> **Task objective**:
Which lines of the records below contain the string "stadium"? Pull out each one.

▬▬▬

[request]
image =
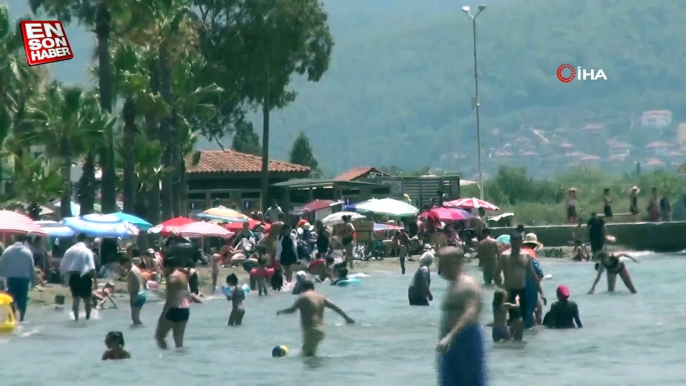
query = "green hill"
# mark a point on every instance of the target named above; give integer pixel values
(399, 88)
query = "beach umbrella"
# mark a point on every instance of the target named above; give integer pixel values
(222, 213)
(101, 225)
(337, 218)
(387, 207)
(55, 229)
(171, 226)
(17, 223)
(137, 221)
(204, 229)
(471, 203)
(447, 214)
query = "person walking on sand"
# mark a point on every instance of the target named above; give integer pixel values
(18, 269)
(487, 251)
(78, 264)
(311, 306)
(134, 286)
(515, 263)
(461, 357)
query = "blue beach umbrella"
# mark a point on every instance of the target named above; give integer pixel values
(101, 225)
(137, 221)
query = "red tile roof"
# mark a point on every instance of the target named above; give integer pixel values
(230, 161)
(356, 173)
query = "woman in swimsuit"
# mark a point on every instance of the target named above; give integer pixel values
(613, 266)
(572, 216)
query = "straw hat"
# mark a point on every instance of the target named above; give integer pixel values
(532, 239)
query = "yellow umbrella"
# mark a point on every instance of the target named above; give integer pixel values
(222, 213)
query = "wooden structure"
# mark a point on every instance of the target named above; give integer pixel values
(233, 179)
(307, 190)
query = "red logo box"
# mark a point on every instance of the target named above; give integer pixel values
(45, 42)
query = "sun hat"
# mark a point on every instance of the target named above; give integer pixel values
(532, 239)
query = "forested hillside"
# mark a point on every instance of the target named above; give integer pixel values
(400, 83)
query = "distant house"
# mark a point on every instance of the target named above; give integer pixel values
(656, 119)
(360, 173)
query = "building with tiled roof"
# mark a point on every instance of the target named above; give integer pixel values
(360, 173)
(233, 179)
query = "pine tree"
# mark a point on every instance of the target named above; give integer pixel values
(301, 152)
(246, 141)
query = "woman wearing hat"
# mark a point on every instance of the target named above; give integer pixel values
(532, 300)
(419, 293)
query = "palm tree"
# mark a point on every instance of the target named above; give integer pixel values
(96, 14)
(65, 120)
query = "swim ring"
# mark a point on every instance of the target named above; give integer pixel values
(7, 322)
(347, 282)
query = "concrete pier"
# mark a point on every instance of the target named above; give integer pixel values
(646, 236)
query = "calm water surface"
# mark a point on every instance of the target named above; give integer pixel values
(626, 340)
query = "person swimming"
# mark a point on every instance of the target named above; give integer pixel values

▬▬▬

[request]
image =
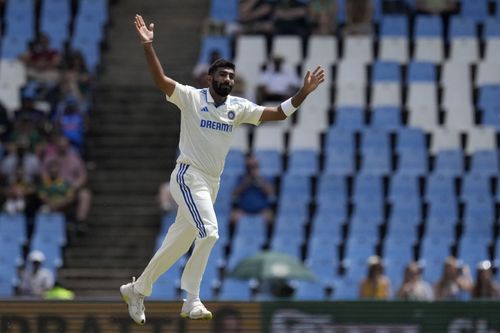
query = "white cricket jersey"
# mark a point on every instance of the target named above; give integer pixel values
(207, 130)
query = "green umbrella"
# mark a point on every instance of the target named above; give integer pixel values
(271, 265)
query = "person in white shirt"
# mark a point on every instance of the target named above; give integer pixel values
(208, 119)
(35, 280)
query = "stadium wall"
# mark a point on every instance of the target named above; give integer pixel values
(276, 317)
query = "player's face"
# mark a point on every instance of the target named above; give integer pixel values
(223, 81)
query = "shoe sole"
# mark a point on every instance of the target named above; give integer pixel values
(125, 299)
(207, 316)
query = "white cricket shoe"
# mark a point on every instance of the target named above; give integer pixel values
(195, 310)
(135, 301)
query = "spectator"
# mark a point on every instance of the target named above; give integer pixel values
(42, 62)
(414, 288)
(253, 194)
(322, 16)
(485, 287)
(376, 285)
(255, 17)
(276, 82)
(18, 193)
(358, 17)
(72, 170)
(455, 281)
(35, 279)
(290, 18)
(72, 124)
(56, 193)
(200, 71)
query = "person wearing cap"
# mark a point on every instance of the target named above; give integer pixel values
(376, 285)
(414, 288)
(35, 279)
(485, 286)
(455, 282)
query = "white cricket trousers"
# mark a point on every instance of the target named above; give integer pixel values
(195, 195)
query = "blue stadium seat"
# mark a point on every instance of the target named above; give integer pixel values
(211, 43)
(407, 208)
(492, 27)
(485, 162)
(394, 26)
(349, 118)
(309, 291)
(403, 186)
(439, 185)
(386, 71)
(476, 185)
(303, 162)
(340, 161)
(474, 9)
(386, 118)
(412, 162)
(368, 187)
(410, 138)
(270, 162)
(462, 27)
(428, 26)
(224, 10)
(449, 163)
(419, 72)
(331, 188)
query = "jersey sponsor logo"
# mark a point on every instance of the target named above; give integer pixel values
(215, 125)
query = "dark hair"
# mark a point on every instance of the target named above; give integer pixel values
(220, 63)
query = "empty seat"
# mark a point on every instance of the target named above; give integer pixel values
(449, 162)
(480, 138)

▬▬▬

> **Full solution**:
query = "stadium wall"
query = "blue stadium seat"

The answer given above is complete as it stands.